>> BEGIN Entries provided

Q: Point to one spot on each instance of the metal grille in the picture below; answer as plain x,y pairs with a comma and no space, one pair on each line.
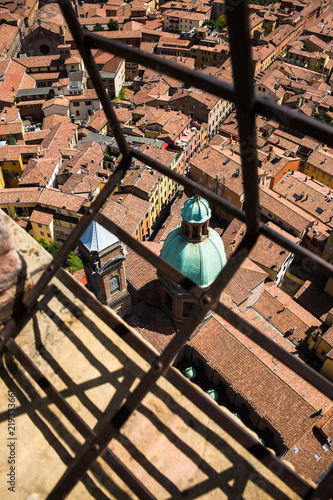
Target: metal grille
242,94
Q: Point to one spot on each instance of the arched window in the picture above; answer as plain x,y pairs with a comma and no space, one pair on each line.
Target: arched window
114,284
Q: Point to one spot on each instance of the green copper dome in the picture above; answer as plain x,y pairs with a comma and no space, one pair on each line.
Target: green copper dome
196,210
200,261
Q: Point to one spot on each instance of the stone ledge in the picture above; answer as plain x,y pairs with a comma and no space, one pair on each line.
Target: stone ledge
171,445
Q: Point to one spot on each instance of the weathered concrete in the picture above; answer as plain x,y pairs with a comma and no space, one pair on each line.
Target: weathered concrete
174,448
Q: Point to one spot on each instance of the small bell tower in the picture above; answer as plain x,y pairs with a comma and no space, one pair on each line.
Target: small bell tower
103,257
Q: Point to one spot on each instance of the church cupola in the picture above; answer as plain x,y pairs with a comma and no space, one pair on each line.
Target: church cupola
196,214
103,258
197,251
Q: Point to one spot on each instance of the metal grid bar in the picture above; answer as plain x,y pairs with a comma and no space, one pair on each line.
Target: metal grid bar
246,109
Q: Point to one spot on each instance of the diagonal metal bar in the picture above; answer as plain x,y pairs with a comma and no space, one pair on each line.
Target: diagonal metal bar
92,450
216,200
186,387
262,105
240,46
313,377
27,307
191,391
80,425
94,74
250,443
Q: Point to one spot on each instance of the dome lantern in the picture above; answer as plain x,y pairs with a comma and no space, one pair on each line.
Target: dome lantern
197,251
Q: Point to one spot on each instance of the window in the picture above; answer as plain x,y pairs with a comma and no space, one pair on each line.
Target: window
114,284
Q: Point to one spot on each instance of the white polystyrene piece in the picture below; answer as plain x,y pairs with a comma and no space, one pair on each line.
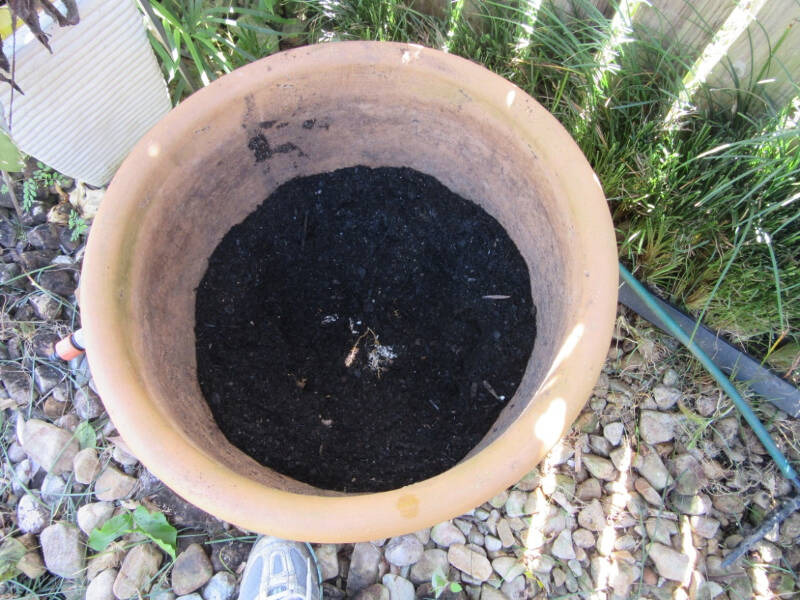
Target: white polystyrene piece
88,103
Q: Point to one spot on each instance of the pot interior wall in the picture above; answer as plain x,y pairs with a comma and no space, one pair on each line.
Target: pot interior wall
232,157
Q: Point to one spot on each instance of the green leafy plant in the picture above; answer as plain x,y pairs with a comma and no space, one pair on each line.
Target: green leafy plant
153,525
199,41
440,583
11,158
77,225
43,177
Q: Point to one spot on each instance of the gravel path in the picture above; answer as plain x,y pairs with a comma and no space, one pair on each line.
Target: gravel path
656,482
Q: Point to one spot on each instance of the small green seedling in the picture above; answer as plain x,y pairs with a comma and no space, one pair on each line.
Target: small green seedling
43,177
152,525
440,583
77,225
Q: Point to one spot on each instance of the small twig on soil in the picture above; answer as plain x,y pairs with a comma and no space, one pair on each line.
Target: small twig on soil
305,232
351,356
490,389
776,517
12,193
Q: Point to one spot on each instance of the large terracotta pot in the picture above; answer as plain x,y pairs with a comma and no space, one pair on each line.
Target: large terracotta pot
214,158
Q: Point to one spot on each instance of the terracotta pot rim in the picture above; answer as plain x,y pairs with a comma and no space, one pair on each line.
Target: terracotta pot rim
319,518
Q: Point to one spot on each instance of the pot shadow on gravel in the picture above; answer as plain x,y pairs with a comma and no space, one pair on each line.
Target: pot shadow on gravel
362,329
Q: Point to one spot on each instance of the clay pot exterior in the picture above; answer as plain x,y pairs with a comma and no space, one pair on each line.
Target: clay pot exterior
215,157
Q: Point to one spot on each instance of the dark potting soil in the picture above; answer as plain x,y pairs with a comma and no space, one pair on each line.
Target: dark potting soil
362,329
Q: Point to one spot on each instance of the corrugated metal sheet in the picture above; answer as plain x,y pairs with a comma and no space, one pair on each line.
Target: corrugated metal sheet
88,103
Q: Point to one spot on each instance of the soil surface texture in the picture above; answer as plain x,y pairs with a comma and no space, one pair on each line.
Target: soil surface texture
363,329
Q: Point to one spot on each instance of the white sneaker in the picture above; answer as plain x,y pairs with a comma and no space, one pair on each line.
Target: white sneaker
281,570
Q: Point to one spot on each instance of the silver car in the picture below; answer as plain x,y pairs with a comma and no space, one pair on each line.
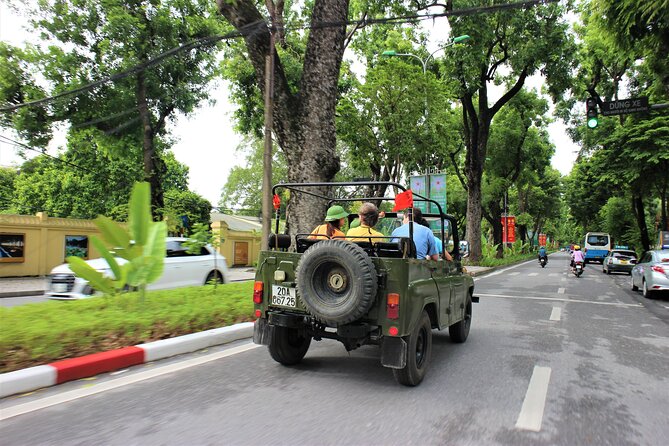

>> END Entries provided

Select and copy every line of the records above that contains the word "metal", treating uppercase and lowercase as different.

Q: Point to one spot on each instance of the metal grille in the picture below; answer as plain x,y pairs with a comma and no space, one pair on each line.
Target: metal grille
Q: Point to one spot on each instance of the metal grid bar in the picture above; answer as plain x,y pairs with a comma and no space, one pair on each line.
Target: metal grid bar
Q: Point to one spot on each instance of the diagonal metal bar in the picture above; answer as plain x,y pairs with a comma and no space, one pair on each line.
Target: diagonal metal bar
Q: Point to one spot on each instance of the corrugated metal sheet in the picture above; answer as plain x,y pairs with a comma and no space, one pair on each line.
Target: corrugated metal sheet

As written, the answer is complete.